20 December 2018 - The Gulf of Aden is one of the world's most important shipping lanes, 450 miles long, connecting the Indian Ocean, the Red Sea and Suez Channel. 25,000 ships travel through the region every year, carrying 11% of the world's oil and billions of dollars' worth of goods. At the same time the Gulf of Aden, in particularly the Bab el Mandeb strait, runs along one of the most dangerous coastlines in the world: Yemen.
The conflict in Yemen that started in 2015 has resulted in thousands of casualties and internal displacement of millions of Yemeni people creating a unique environment for illegal operations and profit. Moreover, such conditions are quickly spilling over into the maritime domain, involving a range of sophisticated attacks against government forces and infrastructure as well as commercial cargo and fishing vessels.
Playing the region as their own, pirates, organized crime and terrorist groups are constantly looking to seize their opportunity to attack commercial ships or to transport weapons, drugs, humans, migrants, nuclear and other radioactive materials. Fearless, aggressive and very well prepared, these groups are operating from small motorized skiffs to attack larger vessels, creating an almost impossible challenge to the busy law enforcement agencies in the region.
The Yemeni Coastguard has a key role in addressing these threats with regional and global impact. The UNODC Global Maritime Crime Programme (GMCP) in turn is supporting the coastguard by providing training in visit, board, search and seizure (VBSS) for 15 officers at the GMCP Maritime Law Enforcement Training Centre in Seychelles.
Training spearheaded by the GMCP team encompasses the usual counterfeit drugs and illegal weapons search routines, as well as the seizure of chemical, biological, radiological, nuclear and explosive materials and weapons of mass destruction components and precursors.
Alan Cole, Head of the Global Maritime Crime Programme, said that "Realism is the basis of good training and the Yemen Coast Guard who find themselves between an aggressive armed conflict on shore and all forms of maritime crime at sea have benefited from some of the most realistic maritime law enforcement training available in the world."

Work instruction 1: Reproduce the part of the Gulf of Aden article starting at "The conflict in" and ending at "and fishing vessels.".
Work instruction 2: In the Gulf of Aden article, how many officers does the Global Maritime Crime Programme train in visit, board, search and seizure?

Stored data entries
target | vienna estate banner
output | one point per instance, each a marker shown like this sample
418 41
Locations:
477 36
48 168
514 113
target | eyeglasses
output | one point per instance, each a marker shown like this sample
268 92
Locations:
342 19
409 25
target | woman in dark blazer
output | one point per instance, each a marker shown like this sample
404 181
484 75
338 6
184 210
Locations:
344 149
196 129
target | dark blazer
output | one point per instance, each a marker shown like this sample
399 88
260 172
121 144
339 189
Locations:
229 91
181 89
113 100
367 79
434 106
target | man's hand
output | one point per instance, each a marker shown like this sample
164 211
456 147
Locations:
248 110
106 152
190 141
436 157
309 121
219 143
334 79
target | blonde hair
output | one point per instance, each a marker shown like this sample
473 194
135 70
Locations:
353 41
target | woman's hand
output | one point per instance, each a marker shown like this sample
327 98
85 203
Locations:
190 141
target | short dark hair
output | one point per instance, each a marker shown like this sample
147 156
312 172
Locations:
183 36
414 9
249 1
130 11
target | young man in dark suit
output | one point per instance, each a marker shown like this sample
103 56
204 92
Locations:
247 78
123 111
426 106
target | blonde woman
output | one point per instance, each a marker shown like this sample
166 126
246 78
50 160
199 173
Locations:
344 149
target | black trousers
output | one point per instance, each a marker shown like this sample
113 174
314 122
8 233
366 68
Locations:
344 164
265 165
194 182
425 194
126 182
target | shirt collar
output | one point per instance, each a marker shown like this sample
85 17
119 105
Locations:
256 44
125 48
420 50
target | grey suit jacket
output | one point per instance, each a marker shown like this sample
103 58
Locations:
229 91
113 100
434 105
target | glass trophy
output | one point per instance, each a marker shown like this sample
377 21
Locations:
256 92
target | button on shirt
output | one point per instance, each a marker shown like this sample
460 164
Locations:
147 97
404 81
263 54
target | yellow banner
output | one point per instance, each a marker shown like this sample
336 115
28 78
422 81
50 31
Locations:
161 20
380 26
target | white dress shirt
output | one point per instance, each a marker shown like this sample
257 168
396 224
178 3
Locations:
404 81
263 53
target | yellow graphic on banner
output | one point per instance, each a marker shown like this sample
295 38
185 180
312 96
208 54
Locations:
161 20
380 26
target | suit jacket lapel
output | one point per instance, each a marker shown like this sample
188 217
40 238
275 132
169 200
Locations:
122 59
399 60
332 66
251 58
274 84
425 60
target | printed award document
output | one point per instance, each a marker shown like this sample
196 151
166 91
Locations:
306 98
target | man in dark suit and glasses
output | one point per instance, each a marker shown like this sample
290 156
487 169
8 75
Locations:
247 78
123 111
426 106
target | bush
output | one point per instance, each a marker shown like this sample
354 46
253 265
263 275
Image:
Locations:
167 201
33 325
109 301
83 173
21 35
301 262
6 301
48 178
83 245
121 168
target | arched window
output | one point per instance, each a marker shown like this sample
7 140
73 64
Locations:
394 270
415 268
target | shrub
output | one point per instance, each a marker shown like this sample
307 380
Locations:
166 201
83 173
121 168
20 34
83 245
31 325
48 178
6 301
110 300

==

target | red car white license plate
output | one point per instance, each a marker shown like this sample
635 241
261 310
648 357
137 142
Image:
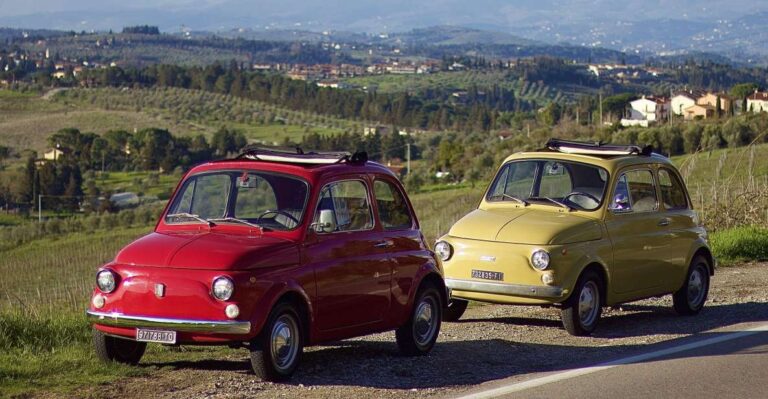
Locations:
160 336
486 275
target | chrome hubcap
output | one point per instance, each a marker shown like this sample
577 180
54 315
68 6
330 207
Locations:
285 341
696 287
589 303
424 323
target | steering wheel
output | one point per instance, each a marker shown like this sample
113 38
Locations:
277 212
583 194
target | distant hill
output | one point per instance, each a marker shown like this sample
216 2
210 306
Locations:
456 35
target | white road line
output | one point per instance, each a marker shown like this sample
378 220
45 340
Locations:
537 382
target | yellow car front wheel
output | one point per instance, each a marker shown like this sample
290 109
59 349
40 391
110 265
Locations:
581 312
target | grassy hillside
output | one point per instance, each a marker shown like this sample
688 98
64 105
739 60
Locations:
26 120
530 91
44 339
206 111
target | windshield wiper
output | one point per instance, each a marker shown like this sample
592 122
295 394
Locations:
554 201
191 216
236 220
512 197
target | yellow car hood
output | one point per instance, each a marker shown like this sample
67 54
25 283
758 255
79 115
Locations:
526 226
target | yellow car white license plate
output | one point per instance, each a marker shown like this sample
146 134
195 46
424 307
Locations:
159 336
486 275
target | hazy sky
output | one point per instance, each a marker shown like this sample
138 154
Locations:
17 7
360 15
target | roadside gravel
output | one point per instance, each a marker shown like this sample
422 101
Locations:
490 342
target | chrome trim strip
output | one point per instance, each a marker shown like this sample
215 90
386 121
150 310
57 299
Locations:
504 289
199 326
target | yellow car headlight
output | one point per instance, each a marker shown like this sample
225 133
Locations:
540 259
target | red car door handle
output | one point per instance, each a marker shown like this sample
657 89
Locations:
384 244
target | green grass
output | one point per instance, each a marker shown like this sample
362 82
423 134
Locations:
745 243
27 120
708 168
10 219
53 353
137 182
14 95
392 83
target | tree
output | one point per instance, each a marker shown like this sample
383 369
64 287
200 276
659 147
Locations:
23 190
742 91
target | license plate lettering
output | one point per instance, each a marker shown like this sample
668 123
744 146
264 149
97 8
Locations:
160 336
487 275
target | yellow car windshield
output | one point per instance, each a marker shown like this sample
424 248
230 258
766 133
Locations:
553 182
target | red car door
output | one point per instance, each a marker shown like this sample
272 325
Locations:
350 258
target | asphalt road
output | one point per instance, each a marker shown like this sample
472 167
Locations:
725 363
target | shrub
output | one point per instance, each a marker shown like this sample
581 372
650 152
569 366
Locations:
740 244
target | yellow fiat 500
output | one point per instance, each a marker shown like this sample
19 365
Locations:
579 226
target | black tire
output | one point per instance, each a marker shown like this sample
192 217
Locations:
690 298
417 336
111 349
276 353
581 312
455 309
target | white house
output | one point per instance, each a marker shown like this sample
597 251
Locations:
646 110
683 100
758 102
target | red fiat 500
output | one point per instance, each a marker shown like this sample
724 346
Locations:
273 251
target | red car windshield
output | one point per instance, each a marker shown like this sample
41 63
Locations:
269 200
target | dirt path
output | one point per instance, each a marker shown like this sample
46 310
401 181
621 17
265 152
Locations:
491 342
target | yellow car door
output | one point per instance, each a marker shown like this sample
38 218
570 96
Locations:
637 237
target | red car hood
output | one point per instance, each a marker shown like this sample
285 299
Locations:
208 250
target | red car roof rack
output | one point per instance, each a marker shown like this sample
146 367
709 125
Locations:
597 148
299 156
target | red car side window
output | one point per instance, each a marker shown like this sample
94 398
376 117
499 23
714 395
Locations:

Expected answer 1:
The conflict in Yemen that started in 2015 has resulted in thousands of casualties and internal displacement of millions of Yemeni people creating a unique environment for illegal operations and profit. Moreover, such conditions are quickly spilling over into the maritime domain, involving a range of sophisticated attacks against government forces and infrastructure as well as commercial cargo and fishing vessels.

Expected answer 2: 15 officers.